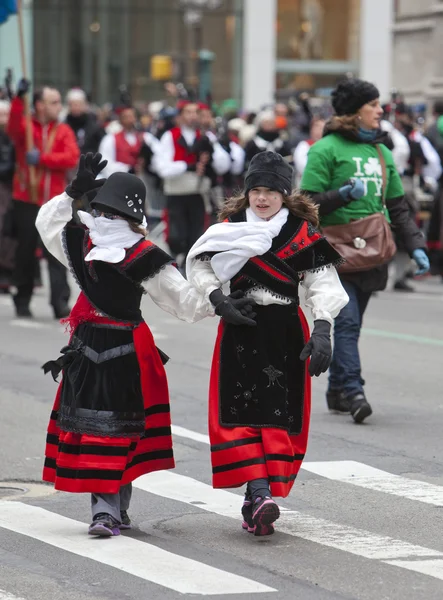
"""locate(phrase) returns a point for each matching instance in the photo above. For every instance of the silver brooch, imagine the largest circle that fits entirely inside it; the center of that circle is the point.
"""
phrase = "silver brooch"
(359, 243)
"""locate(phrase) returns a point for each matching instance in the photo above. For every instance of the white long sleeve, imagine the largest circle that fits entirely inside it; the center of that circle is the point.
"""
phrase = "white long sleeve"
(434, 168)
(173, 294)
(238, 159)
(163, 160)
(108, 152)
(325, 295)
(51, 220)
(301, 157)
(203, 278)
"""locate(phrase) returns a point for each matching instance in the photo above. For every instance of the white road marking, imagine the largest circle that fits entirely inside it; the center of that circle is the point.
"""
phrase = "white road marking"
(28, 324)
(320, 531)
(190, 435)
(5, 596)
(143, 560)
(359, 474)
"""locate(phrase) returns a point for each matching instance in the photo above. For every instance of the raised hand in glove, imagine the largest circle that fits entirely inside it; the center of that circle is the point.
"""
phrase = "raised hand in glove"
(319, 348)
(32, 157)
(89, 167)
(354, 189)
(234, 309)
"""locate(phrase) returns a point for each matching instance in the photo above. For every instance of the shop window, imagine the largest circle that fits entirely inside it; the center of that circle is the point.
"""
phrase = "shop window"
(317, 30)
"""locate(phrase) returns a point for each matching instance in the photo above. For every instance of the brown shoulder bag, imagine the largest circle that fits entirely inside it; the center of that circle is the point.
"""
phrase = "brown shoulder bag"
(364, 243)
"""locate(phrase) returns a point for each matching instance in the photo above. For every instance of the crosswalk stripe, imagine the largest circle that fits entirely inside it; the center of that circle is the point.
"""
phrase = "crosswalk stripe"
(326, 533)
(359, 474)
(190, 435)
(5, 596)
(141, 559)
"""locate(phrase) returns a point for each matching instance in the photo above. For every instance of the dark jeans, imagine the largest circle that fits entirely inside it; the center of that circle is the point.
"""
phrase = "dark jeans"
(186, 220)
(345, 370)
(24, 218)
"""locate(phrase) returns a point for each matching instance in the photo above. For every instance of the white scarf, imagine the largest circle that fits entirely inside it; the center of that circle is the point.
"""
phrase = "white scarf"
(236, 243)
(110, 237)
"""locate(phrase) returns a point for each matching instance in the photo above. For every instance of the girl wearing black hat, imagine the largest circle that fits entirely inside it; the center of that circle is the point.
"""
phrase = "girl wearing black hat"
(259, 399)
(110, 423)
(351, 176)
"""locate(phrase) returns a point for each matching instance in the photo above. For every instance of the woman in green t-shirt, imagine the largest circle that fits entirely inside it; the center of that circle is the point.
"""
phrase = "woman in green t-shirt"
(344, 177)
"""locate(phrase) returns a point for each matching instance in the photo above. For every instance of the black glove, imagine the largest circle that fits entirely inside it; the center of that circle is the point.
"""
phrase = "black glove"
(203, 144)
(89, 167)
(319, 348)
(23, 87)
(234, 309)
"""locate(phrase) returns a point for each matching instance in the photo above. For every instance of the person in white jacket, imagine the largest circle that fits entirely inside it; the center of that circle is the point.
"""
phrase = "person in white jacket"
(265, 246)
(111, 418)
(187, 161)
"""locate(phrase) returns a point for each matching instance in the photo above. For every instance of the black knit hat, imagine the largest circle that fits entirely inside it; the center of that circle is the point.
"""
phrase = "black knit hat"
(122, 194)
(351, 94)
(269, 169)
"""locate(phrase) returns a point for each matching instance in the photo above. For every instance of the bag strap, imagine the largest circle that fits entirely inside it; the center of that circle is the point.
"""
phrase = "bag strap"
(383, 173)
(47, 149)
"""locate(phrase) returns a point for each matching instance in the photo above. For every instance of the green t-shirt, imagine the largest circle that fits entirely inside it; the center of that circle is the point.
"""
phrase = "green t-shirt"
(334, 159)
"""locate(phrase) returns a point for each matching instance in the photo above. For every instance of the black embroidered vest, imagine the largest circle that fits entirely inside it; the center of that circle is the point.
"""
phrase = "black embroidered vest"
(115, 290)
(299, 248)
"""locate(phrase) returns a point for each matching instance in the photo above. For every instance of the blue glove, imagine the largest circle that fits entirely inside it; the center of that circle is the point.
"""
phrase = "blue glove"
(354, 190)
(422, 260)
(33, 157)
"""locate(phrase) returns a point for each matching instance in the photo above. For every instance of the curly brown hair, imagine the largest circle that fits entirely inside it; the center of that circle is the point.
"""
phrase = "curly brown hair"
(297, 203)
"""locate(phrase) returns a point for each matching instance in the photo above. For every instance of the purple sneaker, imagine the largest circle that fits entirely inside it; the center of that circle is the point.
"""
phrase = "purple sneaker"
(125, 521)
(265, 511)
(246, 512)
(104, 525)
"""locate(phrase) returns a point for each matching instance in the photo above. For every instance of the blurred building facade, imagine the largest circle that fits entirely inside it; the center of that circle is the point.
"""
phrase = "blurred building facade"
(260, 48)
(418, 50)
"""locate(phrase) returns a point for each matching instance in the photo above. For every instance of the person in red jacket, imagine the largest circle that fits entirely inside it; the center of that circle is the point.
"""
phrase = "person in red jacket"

- - - - - - -

Output every line of the entries above as a Markdown table with the columns No. and Line, numbering the rows in order and skipping blank lines. Leave the pictures out of the table.

● Reply
| No. | Line |
|---|---|
| 1 | """locate(phrase) returns a point for each matching instance in the photo above. For every instance of the silver brooch, imagine the largest circle that fits entirely inside it; the center of that circle is the point. |
| 2 | """ |
| 3 | phrase = "silver brooch" |
| 4 | (359, 243) |
| 5 | """locate(phrase) returns a point for each matching instance in the photo above. For every instance of the white long sleeve, imagine the largest circle that fits entirely inside it; the center of that circle is the point. |
| 6 | """ |
| 7 | phrase = "white long sleeve" |
| 8 | (434, 168) |
| 9 | (173, 294) |
| 10 | (238, 159) |
| 11 | (163, 160) |
| 12 | (108, 152) |
| 13 | (325, 295) |
| 14 | (51, 220) |
| 15 | (301, 157) |
| 16 | (203, 278) |
| 17 | """locate(phrase) returns a point for each matching instance in the photo above. For every instance of the white road marking, imagine the largest circle that fits entirely inside it; the center of that circle is the point. |
| 18 | """ |
| 19 | phrase = "white road marking" |
| 20 | (28, 324) |
| 21 | (320, 531) |
| 22 | (190, 435) |
| 23 | (5, 596) |
| 24 | (143, 560) |
| 25 | (359, 474) |
| 26 | """locate(phrase) returns a point for each matching instance in the photo above. For every instance of the raised hand in glove, imagine the largest circle that fits entirely inside it; the center of that circle is the point. |
| 27 | """ |
| 28 | phrase = "raised hand in glove" |
| 29 | (319, 348) |
| 30 | (32, 157) |
| 31 | (89, 167) |
| 32 | (354, 189) |
| 33 | (234, 309) |
| 34 | """locate(phrase) returns a point for each matching instance in the photo above. For every instance of the shop window, imagine the largest circle that fits entirely inside it; the center of that circle is the point. |
| 35 | """ |
| 36 | phrase = "shop window" |
| 37 | (317, 30) |
| 38 | """locate(phrase) returns a point for each matching instance in the photo above. For every instance of the brown shoulder bag, imagine the largest circle that fits entirely inside it; the center of that circle is the point. |
| 39 | """ |
| 40 | phrase = "brown shoulder bag" |
| 41 | (364, 243) |
| 42 | """locate(phrase) returns a point for each matching instance in the photo above. For every instance of the crosswalk stripe, imagine the largest circle that fits entirely inside it; the center of that circle is the point. |
| 43 | """ |
| 44 | phrase = "crosswalk stripe" |
| 45 | (326, 533) |
| 46 | (359, 474) |
| 47 | (190, 435) |
| 48 | (5, 596) |
| 49 | (141, 559) |
| 50 | """locate(phrase) returns a point for each matching instance in the photo above. For every instance of the dark jeans, imagine the largest circle that fits entirely inside it; the center of that circle is the point. |
| 51 | """ |
| 52 | phrase = "dark jeans" |
| 53 | (186, 220) |
| 54 | (345, 370) |
| 55 | (24, 218) |
| 56 | """locate(phrase) returns a point for each matching instance in the photo above. For every instance of the white scarf, imagine the largest circle that fits entirely inside it; the center of that circle is the point. |
| 57 | """ |
| 58 | phrase = "white scarf" |
| 59 | (236, 243) |
| 60 | (110, 237) |
| 61 | """locate(phrase) returns a point for each matching instance in the photo above. For every instance of the girl wearing black hat, imagine the largest circle that fits entirely inside it; the center of that circle is the point. |
| 62 | """ |
| 63 | phrase = "girl wearing black hat" |
| 64 | (259, 399) |
| 65 | (110, 423) |
| 66 | (351, 176) |
| 67 | """locate(phrase) returns a point for each matching instance in the photo above. For every instance of the woman in green t-shirt, imagine the largest circle that fits entirely inside it; the center of that circle is the point. |
| 68 | """ |
| 69 | phrase = "woman in green t-shirt" |
| 70 | (344, 177) |
| 71 | """locate(phrase) returns a point for each matching instance in the photo above. For every instance of the black glove, imagine the largest circle that fits entirely inside it; the center of that circle is the point. |
| 72 | """ |
| 73 | phrase = "black glove" |
| 74 | (203, 144) |
| 75 | (89, 167) |
| 76 | (319, 348) |
| 77 | (23, 87) |
| 78 | (234, 309) |
| 79 | """locate(phrase) returns a point for each matching instance in the photo above. For every instance of the person in white jacket, imagine the largest circle that fits entirely inside it; the center of that circle is the point. |
| 80 | """ |
| 81 | phrase = "person in white jacket" |
| 82 | (265, 246) |
| 83 | (111, 418) |
| 84 | (187, 161) |
| 85 | """locate(phrase) returns a point for each matching instance in the photo above. For every instance of the black knit hat, imagine the largest circle that fits entirely inside it; the center of that circle is the point. |
| 86 | """ |
| 87 | phrase = "black knit hat" |
| 88 | (122, 194) |
| 89 | (351, 94) |
| 90 | (269, 169) |
| 91 | """locate(phrase) returns a point for each matching instance in the photo above. For every instance of the bag strap, imagine the largest circle that fits entirely inside it; the center of that circle is the point. |
| 92 | """ |
| 93 | phrase = "bag strap" |
| 94 | (383, 173) |
| 95 | (47, 149) |
| 96 | """locate(phrase) returns a point for each matching instance in the photo above. For every instance of the green t-shirt, imagine the largest circle that fits entirely inside it; the center of that circle is the point. |
| 97 | """ |
| 98 | phrase = "green t-shirt" |
| 99 | (334, 159) |
| 100 | """locate(phrase) returns a point for each matching instance in the photo above. For every instance of the black embroidered vest, imagine the largest circle that fits entirely inside it; the center of that circle is the point. |
| 101 | """ |
| 102 | phrase = "black embroidered vest" |
| 103 | (115, 290) |
| 104 | (299, 248) |
| 105 | """locate(phrase) returns a point for each matching instance in the photo above. For every instance of the blue glove, imagine the largest circle that fits entirely inside it; the center of that circle is the point. |
| 106 | """ |
| 107 | phrase = "blue glove" |
| 108 | (354, 190) |
| 109 | (422, 260) |
| 110 | (33, 157) |
| 111 | """locate(phrase) returns a point for each matching instance in the photo above. For every instance of the curly brown hair, imagine the largest circle that fits entirely inside it; the center of that circle is the point. |
| 112 | """ |
| 113 | phrase = "curly brown hair" |
| 114 | (297, 203) |
| 115 | """locate(phrase) returns a point for each matching instance in the photo above. For every instance of the purple sneaker, imagine the largest circle that fits entirely inside it; the center of that circle is the point. |
| 116 | """ |
| 117 | phrase = "purple sneaker" |
| 118 | (125, 521) |
| 119 | (265, 511) |
| 120 | (246, 512) |
| 121 | (104, 525) |
| 122 | """locate(phrase) returns a point for each matching instance in the photo above. For every instance of the blurred building facade, imagine the largest circle that fits entirely inside it; the center of that circle is the point. |
| 123 | """ |
| 124 | phrase = "blurred building facade" |
| 125 | (260, 48) |
| 126 | (418, 50) |
| 127 | """locate(phrase) returns a point for each matching instance in the photo above. For every instance of the person in red jacket, imagine the largest circle that fits entirely inside it; the center of that circle is the point. |
| 128 | """ |
| 129 | phrase = "person in red jacket" |